Start of Block
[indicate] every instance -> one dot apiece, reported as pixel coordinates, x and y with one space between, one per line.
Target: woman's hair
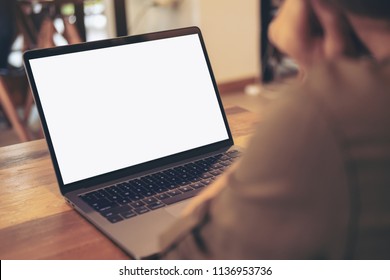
370 8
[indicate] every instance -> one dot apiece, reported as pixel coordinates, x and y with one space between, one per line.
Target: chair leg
11 114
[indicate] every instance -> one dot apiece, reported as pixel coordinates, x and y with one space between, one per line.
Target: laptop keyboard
141 195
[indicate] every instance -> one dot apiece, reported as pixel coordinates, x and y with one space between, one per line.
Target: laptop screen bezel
128 171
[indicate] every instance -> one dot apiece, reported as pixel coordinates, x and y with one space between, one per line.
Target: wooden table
35 221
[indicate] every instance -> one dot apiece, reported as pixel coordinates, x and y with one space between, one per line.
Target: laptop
135 128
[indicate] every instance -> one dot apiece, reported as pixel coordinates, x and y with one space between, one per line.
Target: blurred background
240 54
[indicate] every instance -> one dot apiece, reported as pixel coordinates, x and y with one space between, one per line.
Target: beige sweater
314 182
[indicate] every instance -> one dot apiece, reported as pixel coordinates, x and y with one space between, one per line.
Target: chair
41 37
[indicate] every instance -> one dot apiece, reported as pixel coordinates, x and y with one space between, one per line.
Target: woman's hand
310 31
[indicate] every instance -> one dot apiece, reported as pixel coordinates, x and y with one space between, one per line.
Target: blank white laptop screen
116 107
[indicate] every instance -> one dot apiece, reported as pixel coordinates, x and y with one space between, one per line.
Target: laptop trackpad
176 209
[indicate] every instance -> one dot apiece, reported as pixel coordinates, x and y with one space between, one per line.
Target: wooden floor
252 103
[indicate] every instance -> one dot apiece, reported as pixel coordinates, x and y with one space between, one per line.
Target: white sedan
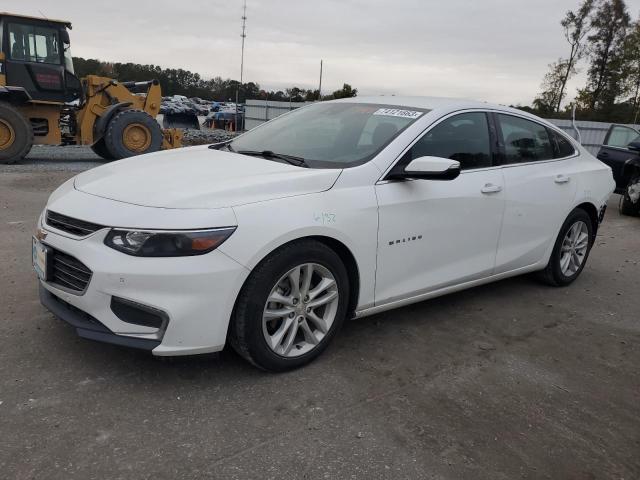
337 210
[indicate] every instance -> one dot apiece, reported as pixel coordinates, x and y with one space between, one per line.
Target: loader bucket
181 120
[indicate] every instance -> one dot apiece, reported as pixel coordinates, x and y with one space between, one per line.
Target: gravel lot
510 380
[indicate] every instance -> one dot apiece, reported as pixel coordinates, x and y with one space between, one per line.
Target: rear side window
620 136
524 140
463 137
562 145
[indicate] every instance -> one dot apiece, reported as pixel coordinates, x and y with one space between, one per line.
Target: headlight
158 243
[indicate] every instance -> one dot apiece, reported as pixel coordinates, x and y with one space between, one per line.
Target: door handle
491 188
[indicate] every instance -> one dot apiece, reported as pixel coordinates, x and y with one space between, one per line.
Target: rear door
615 152
434 233
539 169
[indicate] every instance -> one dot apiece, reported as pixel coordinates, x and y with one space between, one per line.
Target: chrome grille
70 225
68 272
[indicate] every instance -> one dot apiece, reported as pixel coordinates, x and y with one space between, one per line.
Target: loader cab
37 58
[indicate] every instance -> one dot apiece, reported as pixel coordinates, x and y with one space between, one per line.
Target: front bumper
194 294
89 327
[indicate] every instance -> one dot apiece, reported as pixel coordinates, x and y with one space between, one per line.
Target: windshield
330 135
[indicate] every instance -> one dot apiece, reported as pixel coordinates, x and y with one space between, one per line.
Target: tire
248 331
554 274
100 149
627 207
16 134
132 132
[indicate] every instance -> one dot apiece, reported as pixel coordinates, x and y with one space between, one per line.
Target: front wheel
571 250
292 305
16 134
132 132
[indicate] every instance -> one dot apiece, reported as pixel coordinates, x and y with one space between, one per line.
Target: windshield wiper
291 159
219 145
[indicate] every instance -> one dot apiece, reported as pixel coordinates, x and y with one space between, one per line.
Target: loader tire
16 134
100 149
132 132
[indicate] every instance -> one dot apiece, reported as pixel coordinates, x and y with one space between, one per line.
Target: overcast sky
492 50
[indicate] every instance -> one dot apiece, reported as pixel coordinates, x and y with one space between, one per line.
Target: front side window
34 44
524 140
563 147
330 135
621 137
464 137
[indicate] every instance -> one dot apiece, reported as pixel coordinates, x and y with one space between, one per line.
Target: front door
35 60
434 234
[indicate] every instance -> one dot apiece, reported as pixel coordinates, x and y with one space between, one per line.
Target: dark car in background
621 151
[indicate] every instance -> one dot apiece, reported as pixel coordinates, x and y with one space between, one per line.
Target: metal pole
243 35
320 86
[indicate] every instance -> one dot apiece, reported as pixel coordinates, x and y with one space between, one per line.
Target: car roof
66 23
440 104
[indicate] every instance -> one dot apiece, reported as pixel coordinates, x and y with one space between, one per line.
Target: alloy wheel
574 248
300 310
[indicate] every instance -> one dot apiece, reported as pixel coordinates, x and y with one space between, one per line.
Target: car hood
199 177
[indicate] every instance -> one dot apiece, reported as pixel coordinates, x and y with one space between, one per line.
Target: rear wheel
570 251
630 202
132 132
291 307
16 134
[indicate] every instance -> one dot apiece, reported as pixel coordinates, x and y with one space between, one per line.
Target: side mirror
635 146
431 168
64 36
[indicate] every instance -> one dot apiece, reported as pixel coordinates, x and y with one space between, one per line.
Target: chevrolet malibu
337 210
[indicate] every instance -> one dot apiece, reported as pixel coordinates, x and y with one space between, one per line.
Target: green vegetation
183 82
602 34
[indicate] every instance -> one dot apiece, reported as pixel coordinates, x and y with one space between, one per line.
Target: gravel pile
202 137
182 104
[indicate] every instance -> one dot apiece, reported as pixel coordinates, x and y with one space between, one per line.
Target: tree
606 45
576 27
553 85
346 92
631 69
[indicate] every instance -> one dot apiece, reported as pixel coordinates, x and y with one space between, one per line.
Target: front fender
347 215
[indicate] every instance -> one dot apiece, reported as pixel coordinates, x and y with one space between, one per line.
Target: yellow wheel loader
43 102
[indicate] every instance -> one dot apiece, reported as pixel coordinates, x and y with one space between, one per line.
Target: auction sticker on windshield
395 112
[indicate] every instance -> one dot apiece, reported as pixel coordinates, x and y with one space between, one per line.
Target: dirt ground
510 380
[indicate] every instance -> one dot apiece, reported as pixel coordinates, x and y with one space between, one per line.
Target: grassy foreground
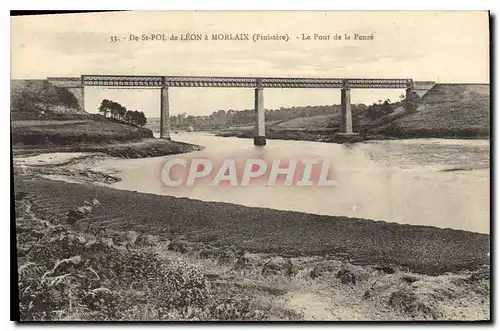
141 259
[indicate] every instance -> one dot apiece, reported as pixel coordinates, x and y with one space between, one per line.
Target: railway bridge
76 85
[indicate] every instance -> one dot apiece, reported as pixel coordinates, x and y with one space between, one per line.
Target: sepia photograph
251 166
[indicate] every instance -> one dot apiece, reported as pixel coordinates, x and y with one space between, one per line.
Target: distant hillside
447 110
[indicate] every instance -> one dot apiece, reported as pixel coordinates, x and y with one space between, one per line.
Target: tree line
112 109
221 119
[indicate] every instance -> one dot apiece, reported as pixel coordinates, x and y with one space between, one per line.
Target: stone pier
164 114
260 124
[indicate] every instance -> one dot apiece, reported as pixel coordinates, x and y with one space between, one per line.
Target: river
438 182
End of Block
| WHAT NEEDS TO BE DONE |
The output should be the material above, copied exactly, without its pictures.

| FINAL ANSWER |
[indicate] every instance -> one dot apiece, reported as pixel coordinates, x and y with one space between, one per line.
Target: woman's hair
370 8
[indicate] every instance -> one dot apiece, reported as pixel coordinates, x and y with one space between, one per line.
Target: chair leg
11 114
[indicate] every instance -> one dot apiece, reported as pixel coordinates, x and y with one space between, one per line.
Target: laptop keyboard
141 195
[indicate] every instance -> one dot apiece, reported as pixel coordinates, x and y with one space between, one per line.
Target: laptop screen bezel
128 171
[indicate] every instance -> one dot apiece, reported as pixel coordinates, x and y with one space between, one per line.
Target: wooden table
35 221
[indicate] every instance -> one dot apiece, reported as pixel coordinates, x and y with one space between, one per line.
Target: laptop
135 128
[indicate] every instance -> one dot apiece, reported as pixel coordinates, x and y with one space between, one per line.
Target: blurred background
240 54
[indicate] every instance -> one dot apiece, reported as pixel coordinates, x and y with one space between, one per line.
Target: beige sweater
314 182
[indicate] every instance -> one dot apiece, reported as pixel coordinates, x and y with one space between, one per line.
Target: chair
41 37
[indicate] every instance -> one dot apiece, reported as pixel coordinates, x and y with one space between, one per line.
Target: woman's hand
310 31
[indicate] every instance -> one dot apiece, reported as pixel coordinates, x and y with one space between, one per line.
Target: blank white laptop screen
116 107
[indicate] every instance -> one dot apiece, reported as pixel coordinates, x and y with one space between, one per line.
Target: laptop trackpad
176 209
[indicate] every instance -> one dot apiece, reported as pixel coordinates, x and y with one space between, one per line.
Target: wooden floor
252 103
[indicate] every instance -> one dot apiece, reported as pixel coordinates, x and y with one space between, one per line.
Target: white sedan
337 210
[indicate] every instance -> one dot apiece, reported as pixel coordinates, x and y with one space between, one per line.
Target: loader bucket
181 120
[indicate] every instance -> one dot apiece, reported as pixel coordinates, x and y with one space between, one per line.
Target: gravel lot
510 380
[indicate] every instance -> one dot apiece, reported as pixel coordinates, x and y with one space between, one per line.
Target: rear side window
620 136
524 140
463 137
562 145
[indicate] every instance -> one dot apiece, reported as pixel coordinates, x and y with one space between, one per line.
Target: headlight
158 243
[indicate] every instance -> one dot apiece, reported as pixel coordinates, x and y with one space between, one per line.
Target: door handle
491 188
[indicate] every instance -> one dot apiece, reported as pixel coordinates, x and y with one space between, one per line.
Target: rear door
615 152
434 233
539 169
[indicate] every instance -> one dot apiece, reported as pixel coordinates, x and y with one space between, one per line.
Target: chrome grille
70 225
68 272
[indicate] every instance -> one dot apiece, reported as pixel coordinates, x and y with one space between, one per line.
Target: loader cab
37 58
[indicate] every instance -> one dot apiece, reported as pixel coordinates, x and y with one space between, one per line.
Target: front bumper
194 294
89 327
[indicate] every instance -> one dot apiece, reported as pixel coordinates, x and y with one space between, one per line.
Target: windshield
330 135
[indicate] every instance -> one dot apiece, reported as pixel coordinates, x and y with one space between, one per line.
Target: tire
248 331
554 274
100 149
627 207
16 134
132 132
[indicate] every instance -> one dot apiece, reported as pixel coordinates, x and y with one space between, one per line.
Target: front wheel
571 250
292 305
16 134
132 132
[indicate] every instance -> one dot apiece, reported as pixel coordinates, x and y with one space between, one per line.
Target: windshield wiper
291 159
219 145
[indicate] every instance -> one dot apiece, reported as pixel coordinates, x and y with one space between, one per line.
Target: loader tire
16 134
100 149
132 132
[indicate] every instance -> one dot apiece, reported as pixel coordinates, x and y with one space between, one per line.
Target: overcast sky
492 50
[indicate] every instance -> one dot apiece, reported as pixel coordinates, x and y with one space between, one per line.
Target: front side window
34 44
524 140
563 147
330 135
621 137
464 137
[indicate] every instance -> one dot apiece, reported as pixel coordinates, x and y with one space between, one per line.
Target: front door
35 60
434 234
[indicate] every instance -> one dot apiece, reported as pixel coordinates, x and y with one space between, one per line.
Target: dark car in background
621 151
[indicate] every instance -> one dot apiece, reported as pixel coordinates, x and y with one space between, one per line.
Target: metal pole
243 35
320 86
[indicate] every instance -> one dot apiece, reported as pixel coordinates, x and y with one space between, one per line.
Target: car roof
66 23
440 104
[indicate] every instance -> one dot apiece, reported as pixel coordinates, x and y with one space between, one per line.
Target: alloy wheel
574 248
300 310
[indicate] every instance -> one dot apiece, reported as pixel coordinates, x and y with one space between, one per line.
Target: car hood
199 177
[indicate] every instance -> one dot apiece, reported as pixel coordinates, x and y with one space between, one per line.
Target: rear wheel
570 251
630 202
132 132
291 307
16 134
[indicate] every instance -> one dot apiece, reported as pixel coordinates, x and y with one space between, one per line.
Target: side mirror
635 146
431 168
64 36
[indicate] every instance -> one dot apiece, reported as pixel coordinates, x and y with one space between, one per line.
Target: chevrolet malibu
337 210
[indicate] every instance -> one dot apiece, reported as pixel coordinates, x and y with one space between, one per line.
Target: green vegetation
183 82
602 34
[indicate] every instance -> one dot apiece, reported as pixel coordinates, x and y with one space between, one per line.
Target: gravel pile
202 137
182 104
[indicate] every instance -> one dot apiece, reported as pixel coordinates, x and y with one space between, one per line.
Target: tree
606 45
576 27
553 85
346 92
631 69
[indicate] every instance -> one dot apiece, reported as pixel coordinates, x and y with one space between, one per line.
Target: front fender
347 215
[indicate] every instance -> one dot apiece, reported as pixel coordinates, x and y with one space between, one per line.
Target: yellow wheel loader
43 102
[indicate] every instance -> one dot apiece, reported as pixel coordinates, x and y with one space between, one per line.
Target: auction sticker on windshield
395 112
[indicate] every instance -> one dot apiece, reported as pixel coordinates, x and y with one space between, one per line.
Target: dirt ground
510 380
[indicate] every instance -> one dot apiece, reported as pixel coordinates, x and y with one space between, one per line.
Target: grassy foreground
141 259
[indicate] every instance -> one dot apiece, reported as pixel coordinates, x and y with one space between, one per line.
Target: railway bridge
76 85
[indicate] every instance -> one dot apiece, reported as pixel coordinates, x and y with one space between, one per line.
Target: sepia photograph
251 166
[indicate] every instance -> one dot apiece, reported as pixel coordinates, x and y with one space between, one per line.
Target: distant hillside
447 110
[indicate] every instance -> one dot apiece, reported as pixel coordinates, x and y with one space between, one per line.
Target: tree line
112 109
221 119
[indicate] every instance -> one dot apiece, reported as pixel coordinates, x and y with one space between, one per line.
Target: stone pier
164 114
260 124
[indicate] every instance -> one dot apiece, reported as pixel coordinates, x and y with one space between, one per line.
Target: river
438 182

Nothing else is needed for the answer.